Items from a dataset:
------------------------
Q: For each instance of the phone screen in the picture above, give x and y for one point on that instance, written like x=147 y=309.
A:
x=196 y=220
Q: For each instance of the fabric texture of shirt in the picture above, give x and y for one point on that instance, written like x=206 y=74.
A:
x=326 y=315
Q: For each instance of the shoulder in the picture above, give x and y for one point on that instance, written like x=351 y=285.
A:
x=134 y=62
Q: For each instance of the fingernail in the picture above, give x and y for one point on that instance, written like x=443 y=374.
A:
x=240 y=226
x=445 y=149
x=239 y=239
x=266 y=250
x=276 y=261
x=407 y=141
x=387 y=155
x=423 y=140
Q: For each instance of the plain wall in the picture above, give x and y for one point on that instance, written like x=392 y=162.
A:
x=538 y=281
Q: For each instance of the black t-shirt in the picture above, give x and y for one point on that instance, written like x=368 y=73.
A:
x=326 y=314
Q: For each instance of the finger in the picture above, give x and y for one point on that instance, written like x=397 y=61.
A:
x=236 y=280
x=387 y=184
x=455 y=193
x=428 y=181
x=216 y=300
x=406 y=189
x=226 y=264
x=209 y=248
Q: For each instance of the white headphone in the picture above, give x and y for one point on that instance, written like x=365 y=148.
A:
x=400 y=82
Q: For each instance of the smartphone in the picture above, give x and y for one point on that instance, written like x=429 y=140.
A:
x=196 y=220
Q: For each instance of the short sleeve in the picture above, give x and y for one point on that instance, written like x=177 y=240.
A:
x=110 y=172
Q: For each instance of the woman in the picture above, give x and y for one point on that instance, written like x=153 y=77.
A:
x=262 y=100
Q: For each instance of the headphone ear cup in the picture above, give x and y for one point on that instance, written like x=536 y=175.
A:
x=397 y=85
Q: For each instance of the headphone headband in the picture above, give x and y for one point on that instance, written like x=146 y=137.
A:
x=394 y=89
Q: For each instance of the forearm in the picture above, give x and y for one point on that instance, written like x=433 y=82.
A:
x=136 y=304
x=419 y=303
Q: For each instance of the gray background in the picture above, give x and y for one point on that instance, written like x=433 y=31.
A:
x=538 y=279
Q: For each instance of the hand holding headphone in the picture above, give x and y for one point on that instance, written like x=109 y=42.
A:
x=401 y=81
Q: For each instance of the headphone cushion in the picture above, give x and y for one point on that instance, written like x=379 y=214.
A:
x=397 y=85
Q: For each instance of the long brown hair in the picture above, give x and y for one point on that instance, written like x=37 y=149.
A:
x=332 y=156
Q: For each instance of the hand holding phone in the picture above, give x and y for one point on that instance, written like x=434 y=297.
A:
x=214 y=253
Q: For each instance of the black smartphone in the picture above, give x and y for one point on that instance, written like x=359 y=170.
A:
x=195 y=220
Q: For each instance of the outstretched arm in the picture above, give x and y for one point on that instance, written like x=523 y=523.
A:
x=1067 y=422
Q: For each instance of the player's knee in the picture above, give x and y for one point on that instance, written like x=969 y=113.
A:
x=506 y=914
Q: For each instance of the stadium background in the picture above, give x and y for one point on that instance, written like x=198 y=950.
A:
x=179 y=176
------------------------
Work request - All records are to be printed again, exactly and completely.

Reply -
Q: For each instance of the phone screen in the picture above, give x and y for one point on that instance, written like x=147 y=309.
A:
x=196 y=220
Q: For each instance of the fabric texture of shirt in the picture above, give x and y for one point on that instance, written like x=206 y=74.
A:
x=326 y=315
Q: For each instance of the shoulder in the picture above, give x and y for one point on that instance, written like x=351 y=285.
A:
x=134 y=62
Q: For each instance of the fingernail in the picture above, give x and y for one point on that instance, written like x=443 y=374.
A:
x=240 y=226
x=445 y=149
x=239 y=239
x=266 y=250
x=276 y=261
x=407 y=141
x=387 y=155
x=423 y=140
Q: For each instance of the plain wall in the picture above, give x and y for one point on that instance, written like x=392 y=162.
A:
x=538 y=281
Q: For each instance of the black t-shirt in the picture above, give x and y for one point on that instance, written like x=368 y=73.
A:
x=326 y=314
Q: For each instance of the finger in the picture above, give x and y for one point on that instance, written like x=397 y=61.
A:
x=236 y=280
x=387 y=184
x=455 y=193
x=428 y=181
x=216 y=300
x=406 y=189
x=226 y=264
x=209 y=248
Q: For each instance of the white headphone in the picture above, give x and y for one point on that instance, written like x=365 y=148.
A:
x=400 y=82
Q: For each instance of the smartphone in the picture above, give x and y for one point on that instance, written like x=429 y=140.
A:
x=196 y=220
Q: For each instance of the short sleeve in the picture above, give x and y for one point on that instance, written like x=177 y=240.
A:
x=110 y=172
Q: For each instance of the woman in the picture above, give x and y for one point on that instance, written like x=153 y=77.
A:
x=262 y=100
Q: For each instance of the headphone ear cup in the picture above, give x and y for one point on that instance, written like x=536 y=175.
A:
x=397 y=85
Q: For each instance of the headphone headband in the picture above, give x and y for one point on that instance, written like x=146 y=137.
A:
x=394 y=89
Q: For each instance of the forearm in the picture above, give x and y for one point on that instance, written like x=433 y=82.
A:
x=136 y=304
x=419 y=303
Q: For each instance of the gray background in the picture above, give x and y for one point on that instance, written like x=433 y=31.
A:
x=538 y=279
Q: For each instance of the hand holding headphone in the picture above, give x and y for one point on that instance, written like x=109 y=42.
A:
x=401 y=81
Q: For each instance of the headphone cushion in the picture above, give x and y for one point on that instance, written like x=379 y=214.
A:
x=397 y=85
Q: For each instance of the long brown hair in the picture above, give x and y for one point on that instance, written like x=37 y=149.
A:
x=332 y=156
Q: For each instance of the hand holding phone in the picture above, give x and y for one point on that instance, written like x=434 y=297.
A:
x=214 y=253
Q: For each instance of the black smartphone in the picture above, give x and y for one point on that instance, written like x=359 y=170.
A:
x=195 y=220
Q: For each instance of the outstretched arm in the picture above, give x and y for one point on that instance, written like x=523 y=523.
A:
x=1067 y=422
Q: For each instance of the player's knee in the picture above, give x and y for one point on that instance, written like x=969 y=113.
A:
x=506 y=914
Q: For each instance of the stadium background in the picture above, give x and y for one point on that instance, written like x=198 y=950.
A:
x=179 y=176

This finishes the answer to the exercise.